■ **WHAT THE EXERCISE ASKS**
Verbatim copy without pictures. Please print every entry as it stands.

■ **THE RECORDS**
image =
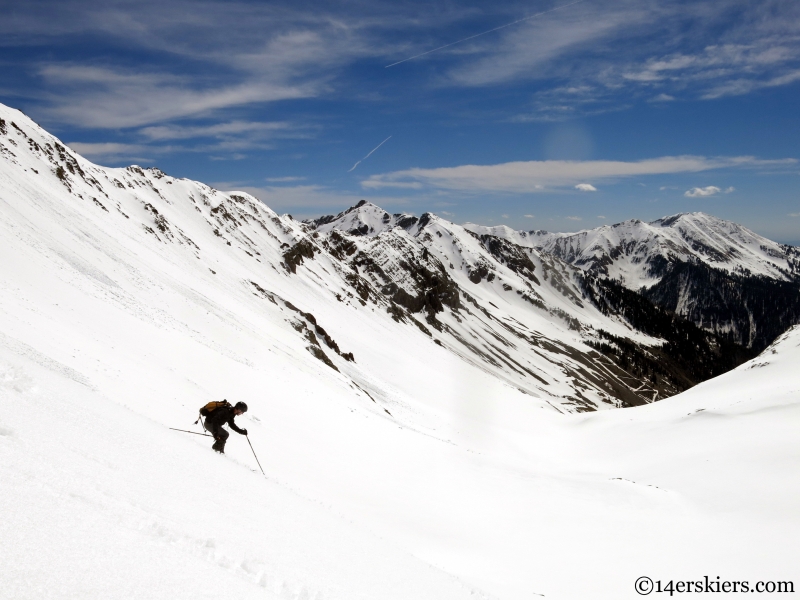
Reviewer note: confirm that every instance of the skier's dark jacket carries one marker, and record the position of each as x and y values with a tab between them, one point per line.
220	416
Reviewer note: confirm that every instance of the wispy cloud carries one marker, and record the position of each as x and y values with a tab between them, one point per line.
533	176
284	179
107	98
709	190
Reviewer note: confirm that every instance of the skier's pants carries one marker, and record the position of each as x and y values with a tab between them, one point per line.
220	436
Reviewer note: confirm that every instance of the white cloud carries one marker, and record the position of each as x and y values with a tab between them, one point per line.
532	176
216	130
709	190
111	98
283	179
662	98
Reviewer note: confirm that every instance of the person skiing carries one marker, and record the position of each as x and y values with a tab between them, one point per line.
219	416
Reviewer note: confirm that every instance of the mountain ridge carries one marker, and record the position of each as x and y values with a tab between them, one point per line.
522	316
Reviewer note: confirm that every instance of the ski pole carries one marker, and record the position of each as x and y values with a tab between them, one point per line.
193	432
254	454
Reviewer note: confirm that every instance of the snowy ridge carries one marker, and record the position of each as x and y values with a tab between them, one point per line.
411	449
512	313
637	253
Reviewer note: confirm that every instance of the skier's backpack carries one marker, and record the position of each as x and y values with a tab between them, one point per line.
212	406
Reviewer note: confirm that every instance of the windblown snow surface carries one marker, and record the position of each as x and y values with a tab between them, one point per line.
411	473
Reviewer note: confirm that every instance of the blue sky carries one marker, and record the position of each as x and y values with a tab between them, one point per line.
592	113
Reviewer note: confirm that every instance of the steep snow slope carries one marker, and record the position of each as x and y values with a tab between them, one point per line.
416	471
164	251
637	253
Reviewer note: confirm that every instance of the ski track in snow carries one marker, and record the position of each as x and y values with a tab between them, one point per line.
119	322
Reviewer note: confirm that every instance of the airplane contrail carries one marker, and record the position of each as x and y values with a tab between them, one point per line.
370	152
484	33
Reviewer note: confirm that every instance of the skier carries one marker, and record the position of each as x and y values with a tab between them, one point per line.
223	413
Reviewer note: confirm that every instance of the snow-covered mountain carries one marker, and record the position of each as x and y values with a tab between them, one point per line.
412	396
517	314
638	253
719	275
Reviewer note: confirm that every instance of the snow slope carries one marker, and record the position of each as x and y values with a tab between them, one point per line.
636	252
130	298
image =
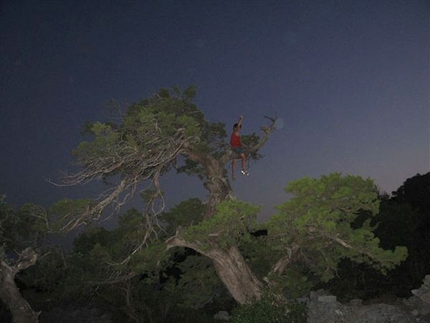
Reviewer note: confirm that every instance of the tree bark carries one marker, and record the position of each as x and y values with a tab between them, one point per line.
231	268
9	293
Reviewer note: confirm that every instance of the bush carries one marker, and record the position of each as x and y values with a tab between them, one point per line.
266	311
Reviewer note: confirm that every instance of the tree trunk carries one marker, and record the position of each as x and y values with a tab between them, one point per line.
9	293
231	268
236	275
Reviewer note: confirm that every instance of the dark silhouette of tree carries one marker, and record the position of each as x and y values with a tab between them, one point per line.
21	233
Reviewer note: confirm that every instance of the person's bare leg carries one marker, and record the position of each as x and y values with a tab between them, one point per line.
233	168
244	172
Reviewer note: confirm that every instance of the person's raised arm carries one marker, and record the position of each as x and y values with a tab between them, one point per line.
239	123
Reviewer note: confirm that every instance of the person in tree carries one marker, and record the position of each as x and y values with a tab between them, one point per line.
236	146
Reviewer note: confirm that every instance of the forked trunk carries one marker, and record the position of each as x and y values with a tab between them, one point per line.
236	275
231	268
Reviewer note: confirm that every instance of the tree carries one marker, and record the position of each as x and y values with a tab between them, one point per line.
21	232
167	131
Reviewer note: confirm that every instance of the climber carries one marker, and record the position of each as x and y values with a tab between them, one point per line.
236	146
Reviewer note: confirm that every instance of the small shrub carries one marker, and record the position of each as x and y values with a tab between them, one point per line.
266	311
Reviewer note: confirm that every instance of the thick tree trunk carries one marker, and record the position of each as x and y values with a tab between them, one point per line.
231	268
236	275
9	293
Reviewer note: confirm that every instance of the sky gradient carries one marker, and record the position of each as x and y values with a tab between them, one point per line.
350	80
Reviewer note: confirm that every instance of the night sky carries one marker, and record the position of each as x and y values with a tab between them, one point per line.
349	79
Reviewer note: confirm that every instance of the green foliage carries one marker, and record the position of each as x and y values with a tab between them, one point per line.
268	311
230	226
320	222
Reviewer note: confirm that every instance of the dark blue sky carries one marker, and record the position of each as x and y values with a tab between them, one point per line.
350	79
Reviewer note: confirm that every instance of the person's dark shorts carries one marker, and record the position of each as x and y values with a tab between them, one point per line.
237	150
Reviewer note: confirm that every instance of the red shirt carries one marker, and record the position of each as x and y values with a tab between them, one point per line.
235	140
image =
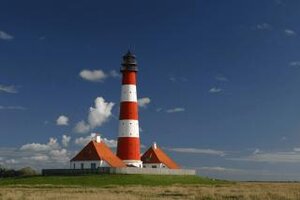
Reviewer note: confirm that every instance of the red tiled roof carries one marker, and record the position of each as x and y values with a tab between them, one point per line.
98	151
156	155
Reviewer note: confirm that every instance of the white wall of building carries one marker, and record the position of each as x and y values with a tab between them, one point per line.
88	164
128	128
154	165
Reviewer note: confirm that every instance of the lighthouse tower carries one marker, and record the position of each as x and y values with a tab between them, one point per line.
128	148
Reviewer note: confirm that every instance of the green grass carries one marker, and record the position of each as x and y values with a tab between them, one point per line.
106	180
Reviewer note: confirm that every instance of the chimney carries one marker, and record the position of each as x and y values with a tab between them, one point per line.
154	145
98	138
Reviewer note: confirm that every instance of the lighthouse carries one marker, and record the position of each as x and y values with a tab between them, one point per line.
128	148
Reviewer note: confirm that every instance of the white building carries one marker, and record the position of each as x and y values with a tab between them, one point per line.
94	155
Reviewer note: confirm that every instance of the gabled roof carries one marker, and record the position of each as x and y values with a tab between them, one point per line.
155	155
98	151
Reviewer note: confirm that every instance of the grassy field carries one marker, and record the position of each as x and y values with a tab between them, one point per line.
105	180
142	187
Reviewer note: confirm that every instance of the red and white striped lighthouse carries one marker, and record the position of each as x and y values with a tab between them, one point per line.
128	148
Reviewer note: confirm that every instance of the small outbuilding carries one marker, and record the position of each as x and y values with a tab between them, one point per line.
94	155
154	157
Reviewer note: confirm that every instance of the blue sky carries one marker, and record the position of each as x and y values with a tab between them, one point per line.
219	81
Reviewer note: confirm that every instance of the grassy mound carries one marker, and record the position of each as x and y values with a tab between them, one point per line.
105	180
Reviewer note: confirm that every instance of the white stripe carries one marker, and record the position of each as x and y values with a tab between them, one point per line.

■ **ANSWER TO THE EXERCISE**
image =
Reviewer note: confirm that every instance of the skier's dark jacket carries one marker, and record the position of each as x and y values with a tab between them, one point per line.
220	416
Reviewer note: confirm that every instance of the wispy cloud carries one marker, and record the position of each as x and y values with a tab between them, one point per line.
533	176
284	179
107	98
709	190
Reviewer note: confirm that every instance of the skier's pants carries one marker, and record the position of each as x and y values with a tab between them, one point per line.
220	436
Reviewer note: confirm that every instance of the white cloud carries one marker, and record the position of each as x and y values with a tab between them, one point per line.
532	176
216	130
709	190
111	98
283	179
662	98
Reviewer note: confirm that every instance of the person skiing carries one marker, and record the position of each as x and y values with a tab between them, one point per line.
219	416
Reviewer note: confirm that every instance of the mountain ridge carries one marker, and record the position of each as x and y values with a tab between them, one point per line.
522	316
Reviewer note: confirm that every instance of the ski pole carries one marker, and record the position of each as x and y values with a tab between them, one point per line.
193	432
254	454
Reviewer note: confirm that every instance of the snowy ridge carries one marker, and record the position of each as x and y values with a tab between them, one point per line.
411	449
512	313
637	253
Reviewer note: confirm that every instance of the skier's backpack carries one marker, and record the position of each as x and y values with a tab between them, one point per line.
212	406
Reviewer note: confirm that every instance of the windblown snow surface carries one marker, and record the position of each as x and y values with a tab between them, one point per line.
411	473
Reviewer note: confirm that every instance of the blue sky carries one marker, and record the position of each as x and y values with a tab between them, one point per line.
592	113
Reviewer note: confirm that every instance of the steep snow slope carries one marker, and record the position of each as x and y values with a tab between them, one point per line.
416	471
164	251
637	253
Reviewer note: confirm that every instance of the ski track in snow carries one marker, and record the position of each as x and y values with a tab between them, one point per line.
119	322
Reviewer note: confirm that every instance of the airplane contrail carries one marker, and record the position of each as x and y values with a tab between them, one point per line.
370	152
484	33
Reviewer note: confirm that every instance of the skier carries one marker, and record the position of each as x and y values with a tab between them, one point per line.
223	413
Reviewer note: confirm that every instance of the snow-covered mountain carries one marker, and record the position of each as x and y values with a tab between them, one point per line.
412	396
517	314
638	253
719	275
Reviewer note: confirm that every instance of the snow slope carries one marker, and record the position of each as x and y values with a tab between them, one point per line.
636	252
130	298
image =
Reviewer note: confirm that every instance of the tree bark carries one marker, and record the position of each as x and y values with a tab between them, one point per line.
231	268
9	293
Reviewer note: confirm that every instance of the bush carries one marker, and record the position of each as x and y values with a tab between them, one point per line.
266	311
Reviewer note: confirm that every instance of the tree trunk carries one marker, and record the position of each as x and y values with a tab between them, one point per line.
9	293
231	268
236	275
Reviewer note: confirm that every instance of the dark silhouette of tree carries one marker, and record the position of each as x and y values with a tab between them, one point per line.
21	233
Reviewer note: confirm that every instance of the person's bare leg carries one marker, and record the position of each as x and y values with a tab between them, one point per line.
233	168
244	172
Reviewer note: confirm that every instance of the person's raised arm carries one marker, and record the position of each as x and y values with a tab between them, one point per line.
239	123
Reviewer note: confirm that every instance of the person in tree carries one marker, and record the position of each as x and y values with a tab between them, one point per line.
236	146
Reviewer note: confirm that every instance of the forked trunk carries one marker, and record the position of each as x and y values with a tab between them, one point per line.
236	275
231	268
Reviewer note: confirm that every instance of the tree carries one marker, and record the position of each as x and y values with a tab between them, one point per line.
21	232
167	131
Reviewer note: confirm that every instance of the climber carries one marker, and record the position of each as x and y values with a tab between them, one point per line.
236	146
Reviewer note: confirm that every instance of the small shrub carries one marker, and record the position of each as x and y values with a tab between them, one point per line.
266	311
Reviewer note: confirm that every instance of the thick tree trunk carries one marker, and record the position of each as x and y values with a tab between them, one point per line.
231	268
236	275
9	293
Reviewer note: confirm that every instance of the sky gradient carries one marker, and record the position of each as x and y values with a tab between them, one point per line.
350	80
Reviewer note: confirm that every instance of the night sky carries one marker, and record the position of each as x and y values with a tab between them, one point per line.
349	79
Reviewer note: confirm that every instance of the green foliage carries one marker, and record the position of each as x and y values with a tab between them, one point per line.
268	311
230	226
320	222
Reviewer note: confirm that every instance of the dark blue sky carries one marker, and record the position of each as x and y values with a tab between them, one point per line.
350	79
Reviewer note: confirm that every instance of the person's dark shorts carries one marker, and record the position of each as x and y values with a tab between them, one point per line.
237	150
Reviewer note: confirm that every instance of the red shirt carries one marker, and record the position of each as x and y values with a tab between them, one point per line.
235	140
image =
Reviewer note: confirm that every instance of the red tiled roof carries one marker, and record the position of each as x and y values with a tab between them, one point per line.
98	151
156	155
Reviewer note: confirm that every instance of the white wall of building carries one marker, and record the position of each as x and y values with a tab between them, one point per line.
88	164
128	128
154	165
Reviewer note: confirm that every instance of the lighthouse tower carries one marker, and record the position of each as x and y values with a tab between them, one point per line.
128	148
Reviewer note: confirm that every instance of the green grass carries one marker, and record the position of each as x and y values with a tab between them, one point per line.
106	180
Reviewer note: confirm that every instance of the chimney carries one marker, and record the position of each as x and y values with a tab between them, one point per line.
154	145
98	138
Reviewer note: confirm that every instance of the lighthouse carries one marker, and record the position of each as x and y values with a tab between them, one point per line.
128	148
Reviewer note: confirm that every instance of the white building carries one marker, and record the position of each as x and y values with a tab between them, one point per line.
94	155
Reviewer note: confirm that every instance of the gabled roof carries one marker, and record the position of each as x and y values with a tab between them, one point per line.
155	155
98	151
Reviewer note: confirm that every instance of the grassy field carries one marker, and record the position of each as x and y values with a tab between them, one point per line.
105	180
142	187
Reviewer note: confirm that every instance of the red and white striped lighthouse carries one marker, and record the position of each as x and y values with a tab between them, one point per line.
128	148
Reviewer note: confirm that every instance of the small outbuilding carries one marker, and record the position of each as x and y values with a tab between them, one point per line.
94	155
154	157
Reviewer note: confirm that every instance of the blue sky carries one marker, and record the position of each as x and y values with a tab between them, one point per line.
219	81
Reviewer note: confirm that every instance of the grassy mound carries one marker, and record the position of each as x and y values with a tab between them, one point per line.
105	180
Reviewer note: confirm that every instance of the white stripe carries one marker, and record the position of each as x and y values with a tab between them, one point per line.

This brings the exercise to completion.